── Excerpted passage

A different way to handle pulse timing

Fri Aug 2 05:59:44 PDT 2013

On 8/1/2013 11:52 PM, Richard Bair wrote:
>> as far as I can read it, your idea is to start preparing the next
>> frame right after synchronization (scenegraph to render tree) is
>> completed for the previous frame. Do I get it correctly? If yes,
>> we'll likely re-introduce the old problem with input events
>> starvation. There will be no or very little window, when the events
>> can be processed on the event thread, because the thread will
>> always be either busy handling CSS, animations, etc., or blocked
>> waiting for the render thread to finish rendering.
>
> I think the difference is that I was going to use the vsync as the
> limiter. That is, the first time through we do a pulse, then we
> schedule another pulse, then we run that other pulse (almost
> immediately), then we hit the sync point with the render thread and
> have to wait for it because it is blocked on vsync. Meanwhile the
> user events are being queued up. When we get back from this, the next
> pulse is placed on the end of the queue, we process all input events,
> then the next pulse.

I now see the picture.

As I wrote in the previous email, it seems that we currently are not 
blocked waiting for vsync(), at least on Windows with D3D pipeline. 
Anyway, even if we "fix" that, what you propose is that sometimes both 
threads will be blocked (the render thread waiting for vsync, the event 
thread waiting for the render thread), which doesn't sound perfect.

Note that on Windows and Mac OS X, input events and application 
runnables are handled differently at the native level (either using 
different mechanisms, or having different priorities). To implement this 
proposal, we'll need to eliminate the difference, which may be a 
difficult task.

Thanks,

Artem

>>> Whenever an animation starts, the runningAnimationCounter is
>>> incremented. When an animation ends, it is decremented (or it could
>>> be a Set<Animation> or whatever). The pendingPulse is simply false to
>>> start with, and is checked before we submit another pulse. Whenever a
>>> node in the scene graph becomes dirty, or the scene is resized, or
>>> stylesheets are changed, or in any case something happens that
>>> requires us to draw again, we check this flag and fire a new pulse if
>>> one is not already pending.

────
── Material provided

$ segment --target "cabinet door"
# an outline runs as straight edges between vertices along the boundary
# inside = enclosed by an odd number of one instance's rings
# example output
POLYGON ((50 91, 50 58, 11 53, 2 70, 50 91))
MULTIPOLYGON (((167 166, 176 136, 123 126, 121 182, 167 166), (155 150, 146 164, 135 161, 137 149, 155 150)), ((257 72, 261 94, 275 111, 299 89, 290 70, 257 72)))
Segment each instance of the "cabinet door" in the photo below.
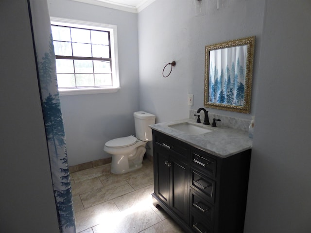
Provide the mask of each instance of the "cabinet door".
POLYGON ((171 163, 170 208, 187 223, 189 222, 189 166, 170 157, 171 163))
POLYGON ((169 155, 165 150, 160 147, 156 146, 154 155, 154 163, 156 163, 156 172, 155 173, 155 193, 165 202, 168 206, 170 206, 170 167, 167 164, 169 162, 169 155))

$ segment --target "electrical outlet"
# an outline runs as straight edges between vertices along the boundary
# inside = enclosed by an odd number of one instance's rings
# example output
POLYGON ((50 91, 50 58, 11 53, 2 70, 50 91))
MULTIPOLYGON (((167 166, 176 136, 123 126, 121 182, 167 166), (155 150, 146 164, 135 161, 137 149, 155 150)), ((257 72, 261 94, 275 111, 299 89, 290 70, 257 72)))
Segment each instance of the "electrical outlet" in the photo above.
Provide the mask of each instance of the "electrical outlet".
POLYGON ((188 94, 188 105, 193 105, 193 95, 192 94, 188 94))

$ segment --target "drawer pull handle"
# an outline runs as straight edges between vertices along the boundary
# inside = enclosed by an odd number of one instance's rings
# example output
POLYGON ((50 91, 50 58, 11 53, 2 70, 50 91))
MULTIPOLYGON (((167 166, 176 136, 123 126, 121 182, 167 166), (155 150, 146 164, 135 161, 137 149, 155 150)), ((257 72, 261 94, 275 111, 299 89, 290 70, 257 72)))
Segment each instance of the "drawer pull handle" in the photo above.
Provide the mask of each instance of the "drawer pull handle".
POLYGON ((172 164, 171 163, 169 163, 169 161, 165 161, 164 164, 165 164, 165 165, 167 166, 172 166, 172 164))
POLYGON ((193 205, 193 206, 194 206, 195 207, 197 208, 198 209, 199 209, 200 210, 201 210, 203 213, 205 213, 206 211, 208 211, 208 208, 207 208, 206 210, 205 210, 203 208, 200 207, 199 206, 198 204, 199 204, 199 202, 198 202, 197 201, 196 202, 194 203, 193 204, 192 204, 192 205, 193 205))
POLYGON ((171 149, 171 147, 170 146, 168 146, 165 143, 162 143, 162 145, 163 147, 165 147, 166 148, 167 148, 168 149, 171 149))
MULTIPOLYGON (((193 159, 193 162, 194 162, 194 163, 196 163, 197 164, 199 164, 200 165, 201 165, 201 166, 206 166, 206 164, 204 164, 204 163, 201 163, 201 162, 200 162, 200 161, 198 161, 198 160, 196 160, 196 159, 193 159)), ((207 164, 207 166, 208 166, 208 165, 209 165, 209 164, 207 164)))
POLYGON ((198 181, 199 181, 199 180, 200 180, 200 179, 197 180, 196 181, 193 181, 193 183, 194 183, 194 184, 196 184, 198 186, 199 186, 200 187, 201 187, 203 189, 205 189, 206 188, 208 188, 208 187, 210 186, 210 185, 208 185, 207 184, 206 186, 202 185, 201 183, 200 183, 199 182, 198 182, 198 181))
POLYGON ((200 230, 199 228, 198 228, 198 227, 197 227, 197 225, 198 225, 197 223, 194 223, 193 225, 192 225, 192 227, 193 227, 193 228, 196 230, 200 233, 207 233, 206 231, 203 232, 202 231, 201 231, 201 230, 200 230))

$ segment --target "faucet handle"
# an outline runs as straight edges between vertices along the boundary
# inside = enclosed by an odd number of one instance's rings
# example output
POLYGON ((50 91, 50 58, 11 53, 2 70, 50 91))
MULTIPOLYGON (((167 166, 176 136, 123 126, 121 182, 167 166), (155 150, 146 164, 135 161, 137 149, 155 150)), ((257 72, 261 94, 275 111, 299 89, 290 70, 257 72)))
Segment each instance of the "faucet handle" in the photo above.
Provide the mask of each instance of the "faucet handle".
POLYGON ((201 123, 201 119, 200 119, 200 115, 197 115, 196 114, 193 114, 195 116, 197 116, 198 118, 196 120, 196 123, 201 123))
POLYGON ((212 127, 217 127, 217 126, 216 125, 216 121, 221 121, 220 119, 215 119, 215 118, 213 118, 213 123, 212 123, 212 127))

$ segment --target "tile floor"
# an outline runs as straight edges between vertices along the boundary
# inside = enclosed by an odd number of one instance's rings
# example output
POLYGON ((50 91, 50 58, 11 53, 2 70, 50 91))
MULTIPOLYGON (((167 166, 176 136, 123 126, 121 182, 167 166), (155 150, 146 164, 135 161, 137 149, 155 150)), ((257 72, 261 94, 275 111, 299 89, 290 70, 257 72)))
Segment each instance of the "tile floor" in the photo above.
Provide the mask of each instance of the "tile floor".
POLYGON ((70 174, 77 233, 182 233, 152 204, 153 165, 121 175, 106 164, 70 174))

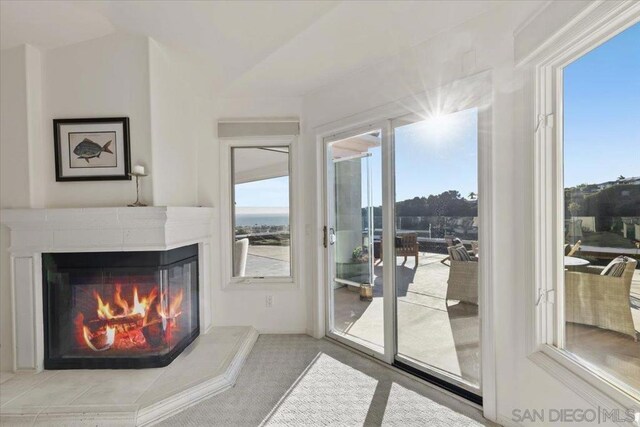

────

** Given task 1 **
Print the part of the pulse timing thread starting with "On 8/1/2013 11:52" and going on through "to finish rendering.".
** Given task 2 **
On which platform and pipeline does the pulse timing thread say there is currently no blocking while waiting for vsync()?
The items have no connection to the pulse timing thread.

** Final answer 1 **
On 8/1/2013 11:52 PM, Richard Bair wrote:
>> as far as I can read it, your idea is to start preparing the next
>> frame right after synchronization (scenegraph to render tree) is
>> completed for the previous frame. Do I get it correctly? If yes,
>> we'll likely re-introduce the old problem with input events
>> starvation. There will be no or very little window, when the events
>> can be processed on the event thread, because the thread will
>> always be either busy handling CSS, animations, etc., or blocked
>> waiting for the render thread to finish rendering.

** Final answer 2 **
Windows with the D3D pipeline.